▶ **Exercise**
What is needed is each line of the data below that holds the string "green".

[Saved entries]
****************

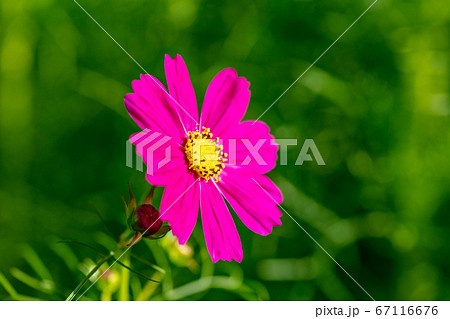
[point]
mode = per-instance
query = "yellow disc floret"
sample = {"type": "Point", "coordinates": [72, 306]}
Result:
{"type": "Point", "coordinates": [204, 154]}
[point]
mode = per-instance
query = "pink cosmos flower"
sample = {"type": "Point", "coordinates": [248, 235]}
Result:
{"type": "Point", "coordinates": [201, 161]}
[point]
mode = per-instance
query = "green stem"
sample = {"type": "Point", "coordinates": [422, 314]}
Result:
{"type": "Point", "coordinates": [89, 275]}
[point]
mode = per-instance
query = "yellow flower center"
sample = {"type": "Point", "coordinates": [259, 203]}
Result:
{"type": "Point", "coordinates": [204, 154]}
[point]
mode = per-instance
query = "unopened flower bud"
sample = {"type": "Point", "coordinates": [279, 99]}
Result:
{"type": "Point", "coordinates": [146, 220]}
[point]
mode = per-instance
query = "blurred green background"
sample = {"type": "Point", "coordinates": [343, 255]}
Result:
{"type": "Point", "coordinates": [376, 105]}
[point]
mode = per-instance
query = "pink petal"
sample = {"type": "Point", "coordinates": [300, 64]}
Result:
{"type": "Point", "coordinates": [151, 108]}
{"type": "Point", "coordinates": [221, 236]}
{"type": "Point", "coordinates": [254, 202]}
{"type": "Point", "coordinates": [163, 157]}
{"type": "Point", "coordinates": [180, 88]}
{"type": "Point", "coordinates": [250, 146]}
{"type": "Point", "coordinates": [225, 103]}
{"type": "Point", "coordinates": [179, 205]}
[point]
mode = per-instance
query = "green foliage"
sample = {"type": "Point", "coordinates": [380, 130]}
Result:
{"type": "Point", "coordinates": [376, 105]}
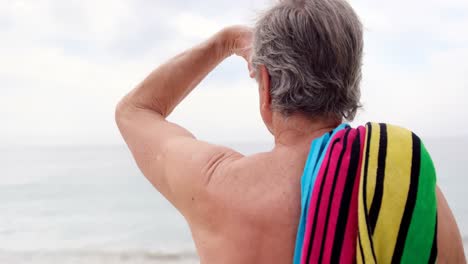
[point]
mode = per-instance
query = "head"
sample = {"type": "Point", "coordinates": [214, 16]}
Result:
{"type": "Point", "coordinates": [307, 60]}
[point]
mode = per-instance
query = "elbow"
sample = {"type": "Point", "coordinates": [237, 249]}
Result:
{"type": "Point", "coordinates": [122, 112]}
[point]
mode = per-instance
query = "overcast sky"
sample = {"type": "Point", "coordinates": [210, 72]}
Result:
{"type": "Point", "coordinates": [65, 64]}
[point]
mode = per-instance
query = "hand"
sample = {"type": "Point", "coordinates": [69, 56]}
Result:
{"type": "Point", "coordinates": [238, 40]}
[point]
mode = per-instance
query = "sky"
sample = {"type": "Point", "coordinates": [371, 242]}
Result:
{"type": "Point", "coordinates": [64, 65]}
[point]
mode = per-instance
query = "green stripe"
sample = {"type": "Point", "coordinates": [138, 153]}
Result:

****************

▶ **Exercise output**
query = "green stem"
query = "blurred green background"
query = "green foliage"
query = "green stripe"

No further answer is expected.